◆ Texte fourni
####
La menuiserie Néel
L’histoire de la menuiserie Néel commence avec Jean-Marie Néel né en 1884. On pourrait parler de saga des Maye (diminutif prononciatif patoisant de Jean-Marie : le « han ma- hi » devient « le ma-ye ») puisqu’elle a duré au moins trois générations dans le bois avant de s’orienter avec les difficultés du moment vers des matériaux modernes comme le PVC ou l’aluminium.
Jean-Marie Néel s’installe menuisier, charpentier en 1909 à Chazelles. Ce farlot est marié à Catherine Guillot, qui est native de La Chèvre. Ce couple est installé dans la rue du Fumont au-dessus des usines Provot vers l’usine Rully. La petite maison comporte des appartements à l’étage et un atelier au rez-de-chaussée. Elle restera ainsi composée jusqu’à aujourd’hui où l’on peut encore la voir avant qu’elle ne soit bientôt démolie. Jean-Marie qui a le surnom de Maye travaille beaucoup pour le bâtiment, crée fenêtres, portes, parquets, escaliers et charpentes mais n’est pas absent des travaux à effectuer pour les machines de chapellerie. En 1914 à l’âge de 30 ans, il est appelé sous les drapeaux : c’est la grande guerre de 1914-18 et il monte au front comme tous les soldats. Il gardera toujours un souvenir horrible de cette période de sa vie, loin de son épouse et de ses enfants. Il revient à Chazelles à la fin du conflit : blessé, gazé et dépité. Le couple a eu 3 enfants : deux garçons dont l’ainé Henri, né en 1909, puis un petit frère que le père, Jean-Marie, ne connaitra pratiquement pas, mort tout jeune pendant la guerre d’une diphtérie, et une fille qui se mariera plus tard avec le fils d’un vitrier de Feurs (Melon) et qui travaillera plus tard chez Maitre Paradis, notaire de Chazelles. La menuiserie fonctionnera toujours à plein, nécessitant l’emploi plus ou moins important d’ouvriers. Il faut aussi noter que Jean-Marie avait fait, au début du siècle dernier, le tour de France du Compagnonnage comme charpentier, passant ainsi d’aspirant à maître.
Le fait marquant concernant Jean-Marie, en dehors de son activité professionnelle, reste son engagement fort dans la compagnie des sapeurs-pompiers de sa ville dont il deviendra le chef de corps, capitaine en 1914, et pour de nombreuses décennies. On le voit ainsi défiler en 1936 sur le boulevard du Sud (Etienne Peronnet) passant devant la tour de l’Hôpital en face de l’ancienne usine de chapeaux Prat-Depaillat, devenue Patay et Samov (vouée bientôt à la démolition totale). C’est lui qui coordonne les secours pour l’extinction de l’immense incendie de la maison Lhopital sur la rue des Portes, jouxtant l’usine de chapeau Desage sur la rue Caderat en mai 1945 (?). Il est décédé en 1953.
####
◆ Consigne donnée a
Indiquez combien de lignes des entrées contiennent la chaîne « sill ». Ne donnez que ce nombre.

◆ Jeu de données
####
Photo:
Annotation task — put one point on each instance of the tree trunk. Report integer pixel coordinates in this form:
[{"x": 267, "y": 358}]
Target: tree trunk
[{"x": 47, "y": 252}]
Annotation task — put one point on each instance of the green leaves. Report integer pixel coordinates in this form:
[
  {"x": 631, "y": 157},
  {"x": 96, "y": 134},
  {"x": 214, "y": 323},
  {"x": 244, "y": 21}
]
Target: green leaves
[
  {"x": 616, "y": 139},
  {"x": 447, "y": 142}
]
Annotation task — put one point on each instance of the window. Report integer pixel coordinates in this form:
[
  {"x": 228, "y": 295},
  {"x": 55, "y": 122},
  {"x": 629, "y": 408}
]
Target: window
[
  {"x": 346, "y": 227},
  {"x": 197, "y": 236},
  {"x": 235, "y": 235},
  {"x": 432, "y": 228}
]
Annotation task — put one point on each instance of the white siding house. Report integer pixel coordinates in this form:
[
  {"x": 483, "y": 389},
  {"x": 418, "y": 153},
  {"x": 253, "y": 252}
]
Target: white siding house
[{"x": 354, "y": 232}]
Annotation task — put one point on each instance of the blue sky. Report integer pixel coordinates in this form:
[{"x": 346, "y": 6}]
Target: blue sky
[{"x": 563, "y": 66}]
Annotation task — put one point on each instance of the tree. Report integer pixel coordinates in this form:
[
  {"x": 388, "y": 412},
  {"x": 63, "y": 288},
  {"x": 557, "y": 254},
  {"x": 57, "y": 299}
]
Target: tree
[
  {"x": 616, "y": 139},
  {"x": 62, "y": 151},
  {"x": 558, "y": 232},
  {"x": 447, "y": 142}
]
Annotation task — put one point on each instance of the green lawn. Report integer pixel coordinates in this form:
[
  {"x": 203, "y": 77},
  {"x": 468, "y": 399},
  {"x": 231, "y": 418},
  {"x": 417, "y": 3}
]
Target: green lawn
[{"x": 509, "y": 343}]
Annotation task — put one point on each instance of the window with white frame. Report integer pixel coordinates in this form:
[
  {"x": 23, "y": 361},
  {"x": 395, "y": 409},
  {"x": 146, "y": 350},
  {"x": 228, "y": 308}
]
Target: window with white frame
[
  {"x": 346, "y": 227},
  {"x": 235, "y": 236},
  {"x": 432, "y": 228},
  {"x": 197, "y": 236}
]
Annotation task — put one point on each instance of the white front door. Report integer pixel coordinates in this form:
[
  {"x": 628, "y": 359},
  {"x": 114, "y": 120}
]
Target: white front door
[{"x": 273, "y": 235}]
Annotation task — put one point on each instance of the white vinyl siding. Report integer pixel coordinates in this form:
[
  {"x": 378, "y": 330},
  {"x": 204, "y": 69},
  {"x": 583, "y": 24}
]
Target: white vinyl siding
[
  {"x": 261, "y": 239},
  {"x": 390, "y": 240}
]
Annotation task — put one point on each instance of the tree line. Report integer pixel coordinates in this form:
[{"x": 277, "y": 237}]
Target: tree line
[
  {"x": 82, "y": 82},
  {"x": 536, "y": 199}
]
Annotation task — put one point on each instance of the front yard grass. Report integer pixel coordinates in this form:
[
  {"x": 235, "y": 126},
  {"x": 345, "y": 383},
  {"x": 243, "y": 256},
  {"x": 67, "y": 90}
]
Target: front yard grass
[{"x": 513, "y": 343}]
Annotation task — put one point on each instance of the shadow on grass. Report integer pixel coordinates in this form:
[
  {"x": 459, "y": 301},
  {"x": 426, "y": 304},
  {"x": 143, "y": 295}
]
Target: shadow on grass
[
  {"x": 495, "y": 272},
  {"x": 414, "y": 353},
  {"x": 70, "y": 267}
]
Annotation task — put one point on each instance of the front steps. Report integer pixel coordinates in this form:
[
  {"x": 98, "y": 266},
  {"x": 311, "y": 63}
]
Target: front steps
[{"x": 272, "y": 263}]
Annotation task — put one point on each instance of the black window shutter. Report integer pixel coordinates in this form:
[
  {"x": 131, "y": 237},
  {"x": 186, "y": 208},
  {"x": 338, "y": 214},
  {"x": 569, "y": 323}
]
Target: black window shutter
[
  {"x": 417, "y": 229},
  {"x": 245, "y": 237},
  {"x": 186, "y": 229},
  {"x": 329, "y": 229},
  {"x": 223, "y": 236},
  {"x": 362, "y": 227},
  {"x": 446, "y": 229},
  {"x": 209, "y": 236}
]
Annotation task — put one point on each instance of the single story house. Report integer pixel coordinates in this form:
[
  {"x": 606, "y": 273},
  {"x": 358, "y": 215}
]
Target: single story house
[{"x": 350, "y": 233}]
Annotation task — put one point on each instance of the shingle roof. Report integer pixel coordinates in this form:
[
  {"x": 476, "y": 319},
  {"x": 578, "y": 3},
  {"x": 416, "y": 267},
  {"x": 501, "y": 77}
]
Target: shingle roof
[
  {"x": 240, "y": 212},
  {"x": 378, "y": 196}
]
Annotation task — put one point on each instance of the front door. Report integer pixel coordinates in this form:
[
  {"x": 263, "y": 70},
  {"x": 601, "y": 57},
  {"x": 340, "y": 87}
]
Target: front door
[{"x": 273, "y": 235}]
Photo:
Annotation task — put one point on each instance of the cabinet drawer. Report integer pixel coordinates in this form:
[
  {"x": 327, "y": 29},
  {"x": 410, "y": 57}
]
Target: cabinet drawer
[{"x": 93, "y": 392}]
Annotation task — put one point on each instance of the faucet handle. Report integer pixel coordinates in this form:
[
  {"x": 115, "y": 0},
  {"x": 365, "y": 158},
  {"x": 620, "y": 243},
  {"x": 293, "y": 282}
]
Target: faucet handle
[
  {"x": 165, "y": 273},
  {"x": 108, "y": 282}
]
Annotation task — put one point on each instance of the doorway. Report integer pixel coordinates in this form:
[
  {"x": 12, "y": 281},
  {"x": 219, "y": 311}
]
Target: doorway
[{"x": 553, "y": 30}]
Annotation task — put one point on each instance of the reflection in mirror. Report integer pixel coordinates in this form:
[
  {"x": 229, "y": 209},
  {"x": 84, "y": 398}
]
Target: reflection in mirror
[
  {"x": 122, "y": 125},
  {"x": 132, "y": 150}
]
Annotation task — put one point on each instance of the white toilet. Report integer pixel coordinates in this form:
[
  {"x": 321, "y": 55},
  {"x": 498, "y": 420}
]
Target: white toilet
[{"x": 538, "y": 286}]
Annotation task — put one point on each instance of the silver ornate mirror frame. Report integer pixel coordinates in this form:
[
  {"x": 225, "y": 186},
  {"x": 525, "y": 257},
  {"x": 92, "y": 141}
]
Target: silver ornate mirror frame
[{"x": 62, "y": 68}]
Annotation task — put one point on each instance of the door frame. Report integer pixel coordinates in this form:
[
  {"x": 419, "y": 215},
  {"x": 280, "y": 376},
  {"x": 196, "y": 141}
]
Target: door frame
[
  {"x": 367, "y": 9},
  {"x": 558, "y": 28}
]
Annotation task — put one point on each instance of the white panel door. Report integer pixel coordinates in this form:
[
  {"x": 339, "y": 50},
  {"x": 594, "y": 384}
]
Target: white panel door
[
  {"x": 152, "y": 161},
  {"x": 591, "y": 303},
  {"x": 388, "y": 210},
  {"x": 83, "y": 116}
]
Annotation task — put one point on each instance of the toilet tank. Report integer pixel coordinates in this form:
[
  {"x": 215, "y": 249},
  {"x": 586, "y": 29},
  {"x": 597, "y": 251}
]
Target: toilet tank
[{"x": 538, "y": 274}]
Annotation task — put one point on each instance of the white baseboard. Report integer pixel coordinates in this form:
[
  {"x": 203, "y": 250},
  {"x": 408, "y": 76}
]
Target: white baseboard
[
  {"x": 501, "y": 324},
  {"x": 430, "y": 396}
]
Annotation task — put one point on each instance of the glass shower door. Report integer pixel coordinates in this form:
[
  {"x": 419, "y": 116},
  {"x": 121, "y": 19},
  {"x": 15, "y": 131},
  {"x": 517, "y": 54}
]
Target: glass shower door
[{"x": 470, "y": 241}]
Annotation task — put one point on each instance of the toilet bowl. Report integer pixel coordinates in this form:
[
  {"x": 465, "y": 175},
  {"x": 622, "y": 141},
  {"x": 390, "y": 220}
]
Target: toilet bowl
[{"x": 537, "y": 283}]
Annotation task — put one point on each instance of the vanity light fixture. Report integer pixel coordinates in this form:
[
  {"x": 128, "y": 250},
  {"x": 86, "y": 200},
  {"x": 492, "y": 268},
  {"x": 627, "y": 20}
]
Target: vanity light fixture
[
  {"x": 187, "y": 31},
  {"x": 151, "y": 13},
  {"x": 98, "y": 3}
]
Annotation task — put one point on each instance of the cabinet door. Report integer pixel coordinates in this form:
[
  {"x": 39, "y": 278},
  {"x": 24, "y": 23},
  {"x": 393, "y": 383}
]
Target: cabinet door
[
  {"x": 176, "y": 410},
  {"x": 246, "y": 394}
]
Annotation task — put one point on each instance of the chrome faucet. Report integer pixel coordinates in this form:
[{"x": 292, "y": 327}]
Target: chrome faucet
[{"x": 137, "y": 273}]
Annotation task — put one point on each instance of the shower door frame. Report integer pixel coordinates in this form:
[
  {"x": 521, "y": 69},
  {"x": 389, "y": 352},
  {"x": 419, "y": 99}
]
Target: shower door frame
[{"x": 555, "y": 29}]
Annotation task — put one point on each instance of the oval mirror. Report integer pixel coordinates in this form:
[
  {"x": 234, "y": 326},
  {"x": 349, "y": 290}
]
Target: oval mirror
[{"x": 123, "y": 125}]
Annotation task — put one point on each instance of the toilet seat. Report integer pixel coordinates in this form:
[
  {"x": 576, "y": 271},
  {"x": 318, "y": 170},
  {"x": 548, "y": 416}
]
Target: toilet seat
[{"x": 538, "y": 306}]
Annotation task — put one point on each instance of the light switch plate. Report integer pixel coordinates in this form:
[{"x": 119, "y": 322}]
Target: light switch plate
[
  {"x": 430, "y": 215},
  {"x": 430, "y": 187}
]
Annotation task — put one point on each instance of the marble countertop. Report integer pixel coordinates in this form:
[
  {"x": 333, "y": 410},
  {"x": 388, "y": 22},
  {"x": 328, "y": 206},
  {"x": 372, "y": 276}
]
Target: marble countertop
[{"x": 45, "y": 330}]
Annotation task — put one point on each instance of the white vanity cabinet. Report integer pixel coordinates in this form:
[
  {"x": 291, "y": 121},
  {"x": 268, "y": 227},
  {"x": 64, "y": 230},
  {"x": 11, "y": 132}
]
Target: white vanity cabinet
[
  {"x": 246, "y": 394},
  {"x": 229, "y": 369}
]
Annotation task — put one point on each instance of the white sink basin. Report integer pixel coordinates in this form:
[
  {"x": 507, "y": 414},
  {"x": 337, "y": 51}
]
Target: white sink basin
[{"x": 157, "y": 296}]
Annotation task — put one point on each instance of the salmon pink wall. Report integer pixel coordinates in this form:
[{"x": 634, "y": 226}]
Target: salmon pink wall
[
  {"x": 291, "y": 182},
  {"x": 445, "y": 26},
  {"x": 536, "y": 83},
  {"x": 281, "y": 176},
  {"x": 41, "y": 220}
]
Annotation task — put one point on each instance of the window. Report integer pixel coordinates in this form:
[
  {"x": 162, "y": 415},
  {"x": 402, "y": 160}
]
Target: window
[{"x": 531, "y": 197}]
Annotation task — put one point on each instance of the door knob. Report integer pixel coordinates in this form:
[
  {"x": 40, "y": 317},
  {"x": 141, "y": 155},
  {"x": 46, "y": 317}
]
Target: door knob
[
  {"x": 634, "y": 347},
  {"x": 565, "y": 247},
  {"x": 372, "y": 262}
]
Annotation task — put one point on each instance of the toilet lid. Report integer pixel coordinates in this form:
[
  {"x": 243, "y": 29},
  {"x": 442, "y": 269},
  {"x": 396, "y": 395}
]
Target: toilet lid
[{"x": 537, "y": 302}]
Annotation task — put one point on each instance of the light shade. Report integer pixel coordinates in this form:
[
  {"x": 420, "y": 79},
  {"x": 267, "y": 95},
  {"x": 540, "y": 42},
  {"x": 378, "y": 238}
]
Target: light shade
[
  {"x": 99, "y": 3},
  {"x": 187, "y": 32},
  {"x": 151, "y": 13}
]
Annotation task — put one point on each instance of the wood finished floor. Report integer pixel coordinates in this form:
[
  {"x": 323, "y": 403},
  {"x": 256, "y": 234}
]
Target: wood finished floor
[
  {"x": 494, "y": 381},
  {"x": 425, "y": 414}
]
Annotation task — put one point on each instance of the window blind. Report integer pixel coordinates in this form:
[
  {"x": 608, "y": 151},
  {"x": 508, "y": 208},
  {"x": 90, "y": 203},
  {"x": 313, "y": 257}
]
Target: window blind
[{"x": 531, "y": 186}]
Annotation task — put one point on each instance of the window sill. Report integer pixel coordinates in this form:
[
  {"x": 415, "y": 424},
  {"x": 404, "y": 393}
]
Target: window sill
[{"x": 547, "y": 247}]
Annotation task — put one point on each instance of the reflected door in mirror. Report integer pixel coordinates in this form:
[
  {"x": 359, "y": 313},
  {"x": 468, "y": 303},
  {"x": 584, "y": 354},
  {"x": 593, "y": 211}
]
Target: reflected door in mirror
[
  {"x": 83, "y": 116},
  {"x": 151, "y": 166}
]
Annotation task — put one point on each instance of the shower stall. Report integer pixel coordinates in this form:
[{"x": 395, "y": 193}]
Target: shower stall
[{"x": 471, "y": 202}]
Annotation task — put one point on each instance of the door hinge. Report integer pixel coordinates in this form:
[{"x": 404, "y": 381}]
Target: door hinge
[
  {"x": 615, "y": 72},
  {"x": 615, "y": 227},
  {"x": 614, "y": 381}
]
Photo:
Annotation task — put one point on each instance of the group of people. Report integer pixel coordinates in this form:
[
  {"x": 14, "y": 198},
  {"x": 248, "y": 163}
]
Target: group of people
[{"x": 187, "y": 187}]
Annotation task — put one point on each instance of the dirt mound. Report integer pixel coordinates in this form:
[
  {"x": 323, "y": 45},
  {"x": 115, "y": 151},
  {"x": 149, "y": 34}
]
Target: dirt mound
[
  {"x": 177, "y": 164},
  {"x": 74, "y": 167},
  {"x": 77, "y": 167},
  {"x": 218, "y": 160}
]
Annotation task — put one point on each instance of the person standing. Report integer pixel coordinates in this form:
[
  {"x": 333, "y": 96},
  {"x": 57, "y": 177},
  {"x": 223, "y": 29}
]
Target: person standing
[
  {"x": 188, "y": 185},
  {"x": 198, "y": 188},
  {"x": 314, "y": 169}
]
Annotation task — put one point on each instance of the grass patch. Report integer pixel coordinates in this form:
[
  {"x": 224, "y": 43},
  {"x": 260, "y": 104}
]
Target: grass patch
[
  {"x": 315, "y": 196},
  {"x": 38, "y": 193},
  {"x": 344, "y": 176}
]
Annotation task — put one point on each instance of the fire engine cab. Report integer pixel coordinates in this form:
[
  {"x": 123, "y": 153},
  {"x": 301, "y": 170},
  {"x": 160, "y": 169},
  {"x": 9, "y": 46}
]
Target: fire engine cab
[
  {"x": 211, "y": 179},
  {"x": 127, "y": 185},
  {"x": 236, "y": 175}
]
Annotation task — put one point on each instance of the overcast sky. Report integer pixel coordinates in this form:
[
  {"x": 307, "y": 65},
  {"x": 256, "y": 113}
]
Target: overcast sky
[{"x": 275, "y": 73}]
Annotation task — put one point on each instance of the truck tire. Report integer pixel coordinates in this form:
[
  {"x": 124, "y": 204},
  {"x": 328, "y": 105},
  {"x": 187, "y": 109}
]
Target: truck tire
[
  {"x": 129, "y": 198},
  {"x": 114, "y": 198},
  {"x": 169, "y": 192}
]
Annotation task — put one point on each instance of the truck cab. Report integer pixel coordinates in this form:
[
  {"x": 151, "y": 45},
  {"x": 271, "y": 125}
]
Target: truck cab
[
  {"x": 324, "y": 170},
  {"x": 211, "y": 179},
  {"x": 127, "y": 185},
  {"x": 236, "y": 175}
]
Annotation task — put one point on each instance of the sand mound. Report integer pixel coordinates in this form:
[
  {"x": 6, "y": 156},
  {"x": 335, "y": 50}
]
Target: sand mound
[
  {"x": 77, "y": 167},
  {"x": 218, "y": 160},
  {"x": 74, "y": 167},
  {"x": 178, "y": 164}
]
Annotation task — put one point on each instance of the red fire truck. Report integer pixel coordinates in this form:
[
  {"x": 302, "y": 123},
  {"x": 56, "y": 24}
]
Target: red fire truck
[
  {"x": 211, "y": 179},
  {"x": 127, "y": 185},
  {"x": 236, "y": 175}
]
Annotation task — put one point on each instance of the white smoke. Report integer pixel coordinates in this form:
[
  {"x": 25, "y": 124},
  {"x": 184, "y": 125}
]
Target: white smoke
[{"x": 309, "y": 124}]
####
◆ Consigne donnée b
Recopiez fidèlement le passage du texte sur la menuiserie Néel qui commence aux mots « Le fait marquant » et s'arrête après les mots « décédé en 1953. ».

◆ Réponse complète a
2

◆ Réponse complète b
Le fait marquant concernant Jean-Marie, en dehors de son activité professionnelle, reste son engagement fort dans la compagnie des sapeurs-pompiers de sa ville dont il deviendra le chef de corps, capitaine en 1914, et pour de nombreuses décennies. On le voit ainsi défiler en 1936 sur le boulevard du Sud (Etienne Peronnet) passant devant la tour de l’Hôpital en face de l’ancienne usine de chapeaux Prat-Depaillat, devenue Patay et Samov (vouée bientôt à la démolition totale). C’est lui qui coordonne les secours pour l’extinction de l’immense incendie de la maison Lhopital sur la rue des Portes, jouxtant l’usine de chapeau Desage sur la rue Caderat en mai 1945 (?). Il est décédé en 1953.